• **Instruction 1**
Recast the records, from the line containing "occurrence of wooden" through the final line of the records, as a Markdown table with the columns Row and Line. Give each line its own numbered row and omit blank lines.

• **Text excerpt**
>>>
Employee engagement does not mean employee happiness. Someone might be happy at work, but that doesn’t necessarily mean they are working hard, productively on behalf of the organization. While company game rooms, free massages and Friday keg parties are fun–and may be beneficial for other reasons–making employees happy is different from making them engaged.

Employee engagement doesn’t mean employee satisfaction. Many companies have “employee satisfaction” surveys and executives talk about “employee satisfaction”, but the bar is set too low. A satisfied employee might show up for her daily 9-to-5 without complaint. But that same “satisfied” employee might not go the extra effort on her own, and she’ll probably take the headhunter’s call luring her away with a 10% bump in pay. Satisfied isn’t enough.

Definition: Employee engagement is the emotional commitment the employee has to the organization and its goals.

This emotional commitment means engaged employees actually care about their work and their company. They don’t work just for a paycheck, or just for the next promotion, but work on behalf of the organization’s goals.

When employees care—when they are engaged—they use discretionary effort.

This means the engaged computer programmer works overtime when needed, without being asked. This means the engaged retail clerk picks up the trash on the store floor, even if the boss isn’t watching. This means the TSA agent will pull a bag suspicious bag to be searched, even if it’s the last bag on their shift.

Engaged employees lead to better business outcomes. In fact, according to Towers Perrin research companies with engaged workers have 6% higher net profit margins, and according to Kenexa research engaged companies have five times higher shareholder returns over five years.
<<<
• **Supplied material**
>>>
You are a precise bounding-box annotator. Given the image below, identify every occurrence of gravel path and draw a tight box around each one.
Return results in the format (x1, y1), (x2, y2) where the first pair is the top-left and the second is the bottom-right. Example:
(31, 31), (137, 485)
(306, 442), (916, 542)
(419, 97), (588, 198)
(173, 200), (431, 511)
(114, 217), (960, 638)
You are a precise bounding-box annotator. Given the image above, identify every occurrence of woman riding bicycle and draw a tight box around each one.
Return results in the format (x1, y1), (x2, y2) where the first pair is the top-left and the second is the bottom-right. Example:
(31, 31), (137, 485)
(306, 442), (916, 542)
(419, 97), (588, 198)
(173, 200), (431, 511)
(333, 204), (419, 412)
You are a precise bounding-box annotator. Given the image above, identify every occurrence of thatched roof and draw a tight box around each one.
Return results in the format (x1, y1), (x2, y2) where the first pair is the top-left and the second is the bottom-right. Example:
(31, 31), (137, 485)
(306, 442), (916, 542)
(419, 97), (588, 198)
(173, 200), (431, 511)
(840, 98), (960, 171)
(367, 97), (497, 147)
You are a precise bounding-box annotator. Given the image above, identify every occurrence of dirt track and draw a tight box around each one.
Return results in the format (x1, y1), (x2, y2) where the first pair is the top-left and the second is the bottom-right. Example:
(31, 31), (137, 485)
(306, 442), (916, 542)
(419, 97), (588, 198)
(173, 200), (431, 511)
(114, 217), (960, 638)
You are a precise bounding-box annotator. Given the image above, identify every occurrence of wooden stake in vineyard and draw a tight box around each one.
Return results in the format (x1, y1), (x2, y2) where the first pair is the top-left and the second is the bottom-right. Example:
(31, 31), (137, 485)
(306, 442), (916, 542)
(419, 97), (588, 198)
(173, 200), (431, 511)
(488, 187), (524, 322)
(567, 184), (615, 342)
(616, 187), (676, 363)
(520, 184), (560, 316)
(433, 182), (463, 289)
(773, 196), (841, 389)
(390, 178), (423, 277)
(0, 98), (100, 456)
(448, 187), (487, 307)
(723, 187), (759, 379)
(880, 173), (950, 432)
<<<
• **Instruction 2**
In the text on employee engagement, how much higher are the net profit margins of companies with engaged workers, according to Towers Perrin research?

• **Output 1**
| Row | Line |
|---|---|
| 1 | You are a precise bounding-box annotator. Given the image above, identify every occurrence of wooden stake in vineyard and draw a tight box around each one. |
| 2 | Return results in the format (x1, y1), (x2, y2) where the first pair is the top-left and the second is the bottom-right. Example: |
| 3 | (31, 31), (137, 485) |
| 4 | (306, 442), (916, 542) |
| 5 | (419, 97), (588, 198) |
| 6 | (173, 200), (431, 511) |
| 7 | (488, 187), (524, 322) |
| 8 | (567, 184), (615, 342) |
| 9 | (616, 187), (676, 363) |
| 10 | (520, 184), (560, 316) |
| 11 | (433, 182), (463, 289) |
| 12 | (773, 196), (841, 389) |
| 13 | (390, 178), (423, 277) |
| 14 | (0, 98), (100, 456) |
| 15 | (448, 187), (487, 307) |
| 16 | (723, 187), (759, 379) |
| 17 | (880, 173), (950, 432) |

• **Output 2**
They are 6% higher.